::: GIVEN INFORMATION :::
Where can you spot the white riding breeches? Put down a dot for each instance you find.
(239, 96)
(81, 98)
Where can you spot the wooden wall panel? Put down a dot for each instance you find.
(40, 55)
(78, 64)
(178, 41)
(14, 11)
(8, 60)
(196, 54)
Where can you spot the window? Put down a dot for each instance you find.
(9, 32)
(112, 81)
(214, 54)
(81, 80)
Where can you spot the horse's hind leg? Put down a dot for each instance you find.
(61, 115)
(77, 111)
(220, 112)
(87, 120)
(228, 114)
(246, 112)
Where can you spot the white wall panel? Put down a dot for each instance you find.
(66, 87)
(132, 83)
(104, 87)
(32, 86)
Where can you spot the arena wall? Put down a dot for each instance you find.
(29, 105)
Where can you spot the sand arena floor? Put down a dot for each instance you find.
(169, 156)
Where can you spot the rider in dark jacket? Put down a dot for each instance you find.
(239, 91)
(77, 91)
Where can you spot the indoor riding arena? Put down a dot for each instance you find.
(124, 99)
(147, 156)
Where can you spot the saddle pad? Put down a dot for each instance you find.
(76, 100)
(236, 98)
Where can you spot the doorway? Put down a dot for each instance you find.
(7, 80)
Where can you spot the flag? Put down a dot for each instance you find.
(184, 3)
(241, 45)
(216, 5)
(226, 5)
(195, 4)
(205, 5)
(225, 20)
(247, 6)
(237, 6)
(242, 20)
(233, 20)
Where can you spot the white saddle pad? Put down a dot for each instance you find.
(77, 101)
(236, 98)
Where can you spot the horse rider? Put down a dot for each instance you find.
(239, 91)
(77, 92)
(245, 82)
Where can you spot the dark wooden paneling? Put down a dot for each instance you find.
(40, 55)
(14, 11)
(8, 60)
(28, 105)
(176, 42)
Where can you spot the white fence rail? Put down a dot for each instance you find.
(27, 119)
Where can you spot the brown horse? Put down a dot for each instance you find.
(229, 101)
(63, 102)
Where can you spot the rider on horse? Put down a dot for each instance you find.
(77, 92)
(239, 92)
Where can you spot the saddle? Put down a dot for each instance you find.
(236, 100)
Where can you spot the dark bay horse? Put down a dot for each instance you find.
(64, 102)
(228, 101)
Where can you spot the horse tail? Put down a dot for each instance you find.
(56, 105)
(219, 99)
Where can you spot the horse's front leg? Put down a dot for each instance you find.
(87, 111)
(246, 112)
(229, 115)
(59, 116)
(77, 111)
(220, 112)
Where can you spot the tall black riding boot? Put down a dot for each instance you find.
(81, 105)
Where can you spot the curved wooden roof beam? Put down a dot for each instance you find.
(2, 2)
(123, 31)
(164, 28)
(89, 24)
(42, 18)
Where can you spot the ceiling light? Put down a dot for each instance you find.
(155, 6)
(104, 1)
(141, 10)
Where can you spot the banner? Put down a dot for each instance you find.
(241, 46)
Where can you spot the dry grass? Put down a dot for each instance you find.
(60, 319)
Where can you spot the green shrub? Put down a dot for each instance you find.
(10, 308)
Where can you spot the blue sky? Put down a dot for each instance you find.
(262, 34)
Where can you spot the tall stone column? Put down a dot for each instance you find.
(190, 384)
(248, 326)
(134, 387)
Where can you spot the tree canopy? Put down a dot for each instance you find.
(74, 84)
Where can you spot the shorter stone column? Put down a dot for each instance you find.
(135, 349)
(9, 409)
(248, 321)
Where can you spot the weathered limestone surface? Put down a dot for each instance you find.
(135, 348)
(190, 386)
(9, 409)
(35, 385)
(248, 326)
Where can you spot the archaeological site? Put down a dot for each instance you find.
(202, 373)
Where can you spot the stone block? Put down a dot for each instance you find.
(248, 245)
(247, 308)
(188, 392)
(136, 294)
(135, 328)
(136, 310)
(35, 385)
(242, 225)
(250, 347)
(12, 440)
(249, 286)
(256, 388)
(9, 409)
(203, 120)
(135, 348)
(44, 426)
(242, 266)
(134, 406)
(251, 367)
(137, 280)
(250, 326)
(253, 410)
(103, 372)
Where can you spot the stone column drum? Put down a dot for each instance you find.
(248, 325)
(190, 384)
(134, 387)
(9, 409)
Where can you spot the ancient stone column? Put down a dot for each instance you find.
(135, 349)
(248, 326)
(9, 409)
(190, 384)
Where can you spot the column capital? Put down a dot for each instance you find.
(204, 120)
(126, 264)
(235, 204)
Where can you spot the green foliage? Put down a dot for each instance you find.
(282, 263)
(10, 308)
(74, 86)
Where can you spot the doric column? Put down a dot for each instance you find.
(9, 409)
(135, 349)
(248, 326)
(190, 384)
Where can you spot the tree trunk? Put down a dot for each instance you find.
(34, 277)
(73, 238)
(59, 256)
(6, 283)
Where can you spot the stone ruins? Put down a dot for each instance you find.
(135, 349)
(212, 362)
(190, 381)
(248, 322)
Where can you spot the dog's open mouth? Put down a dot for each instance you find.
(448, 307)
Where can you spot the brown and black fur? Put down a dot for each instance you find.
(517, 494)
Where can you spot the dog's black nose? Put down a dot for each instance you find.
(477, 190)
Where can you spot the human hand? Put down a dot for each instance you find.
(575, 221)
:::
TASK INSTRUCTIONS — Copy the material above, line for line.

EXERCISE SOLUTION —
Where can you spot the white riding breeches? Put down a dot for each instance you find.
(239, 96)
(81, 98)
Where can you spot the wooden wall panel? Put down a dot for each instance you find.
(40, 55)
(78, 64)
(178, 41)
(14, 11)
(8, 60)
(196, 54)
Where can you spot the window? Put down a dot for each instance you find.
(9, 32)
(112, 81)
(214, 54)
(81, 80)
Where can you spot the horse's hind leg? Put down a dot for each instance you find.
(61, 115)
(77, 111)
(220, 112)
(87, 120)
(228, 114)
(246, 112)
Where can you spot the white wall panel? Put down a dot for each instance you find.
(66, 87)
(132, 83)
(104, 87)
(32, 86)
Where can you spot the arena wall? Put down a dot for each instance you find.
(29, 105)
Where can you spot the sand arena floor? Put down a dot for each instance you find.
(169, 156)
Where can you spot the rider in dark jacket? Put down a dot for each instance you find.
(239, 91)
(77, 91)
Where can you spot the indoor riding arena? Put down a dot for each instance you find.
(124, 99)
(147, 156)
Where can you spot the saddle pad? Put down a dot for each instance you find.
(76, 100)
(236, 98)
Where can you spot the doorway? Put down a dot for each instance you find.
(7, 80)
Where can you spot the flag? Put down a dot for each instance you find.
(184, 3)
(241, 45)
(216, 5)
(226, 5)
(195, 4)
(205, 5)
(225, 20)
(247, 6)
(237, 6)
(242, 20)
(233, 20)
Where can you spot the white saddle pad? Put down a dot for each instance you find.
(77, 101)
(236, 98)
Where can you spot the horse rider? Put down a dot for each instance you find.
(239, 91)
(77, 92)
(245, 82)
Where can you spot the dark wooden paneling? Put down a dot for each instance you find.
(40, 55)
(14, 11)
(8, 60)
(28, 105)
(176, 42)
Where can you spot the white fence rail? Put down a dot for each instance you find.
(27, 119)
Where can you spot the brown horse? Put down a dot for each instance you find.
(229, 101)
(63, 102)
Where can you spot the rider on horse? Put down a dot for each instance you find.
(77, 92)
(239, 92)
Where can you spot the saddle? Put down a dot for each instance you find.
(236, 100)
Where can you spot the dark bay horse? Put down a dot for each instance you find.
(64, 102)
(228, 101)
Where can you spot the horse tail? Put down a dot for each instance you find.
(56, 105)
(219, 99)
Where can you spot the horse's front leg? Put down a dot for each instance you find.
(87, 111)
(246, 112)
(229, 115)
(59, 116)
(77, 111)
(220, 112)
Where can you spot the tall black riding boot? Put down a dot for each instance you find.
(81, 105)
Where can you spot the curved wooden roof beam? Put down a dot for each instance you find.
(2, 2)
(123, 31)
(164, 28)
(89, 24)
(42, 18)
Where can you spot the ceiling light? Put down a dot for each instance you find.
(155, 6)
(104, 1)
(141, 10)
Where can you spot the banner? Put down a dot for each instance you find.
(241, 46)
Where can you spot the dry grass? Put down a dot for each instance you find.
(60, 319)
Where can you spot the green shrub? Put down a dot for each instance you find.
(10, 308)
Where can you spot the blue sky? Put down a dot for each instance you find.
(262, 34)
Where can you spot the tall stone column? Put down a dot for each instance you find.
(190, 384)
(248, 326)
(134, 387)
Where can you spot the tree canopy? Put down a dot for each instance you find.
(74, 84)
Where can you spot the shorter stone column? Put down a dot for each instance you find.
(135, 349)
(9, 409)
(248, 321)
Where can you spot the weathered limestone surface? Put down a dot for each instance you find.
(135, 348)
(190, 386)
(9, 409)
(35, 385)
(248, 326)
Where can you spot the archaeological site? Put down a dot for each instance you find.
(202, 373)
Where can you spot the stone block? Put down a dot for each instance you find.
(248, 245)
(247, 308)
(188, 392)
(136, 294)
(135, 328)
(136, 310)
(35, 385)
(242, 225)
(250, 347)
(12, 440)
(249, 286)
(256, 388)
(9, 409)
(203, 120)
(135, 348)
(44, 426)
(242, 266)
(134, 406)
(251, 367)
(137, 280)
(250, 326)
(253, 410)
(103, 372)
Where can you spot the stone column drum? Put down a dot for each instance you find.
(248, 325)
(190, 384)
(134, 387)
(9, 409)
Where can you spot the ancient stone column? Put down a dot for each instance you find.
(135, 349)
(248, 326)
(9, 409)
(190, 384)
Where can you spot the column capital? Put down a dot for each instance you find.
(204, 120)
(126, 264)
(235, 204)
Where can you spot the green foliage? Put down a dot for each instance you find.
(282, 263)
(10, 308)
(74, 86)
Where can you spot the doric column? Put down a dot for each instance you find.
(9, 409)
(135, 349)
(248, 326)
(190, 384)
Where can you spot the tree trunk? Put down a dot for each instance you find.
(34, 277)
(73, 238)
(59, 256)
(6, 283)
Where can you spot the stone ruins? Put down a dot for each instance you find.
(135, 349)
(212, 362)
(190, 381)
(248, 322)
Where can you spot the dog's open mouth? Put down a dot for each instance you find.
(448, 307)
Where can you spot the brown and black fur? Put down a dot for each instance you find.
(517, 494)
Where can you spot the dog's black nose? Put down a dot for each instance you find.
(477, 190)
Where can you spot the human hand? Put down a dot for each instance you find.
(575, 221)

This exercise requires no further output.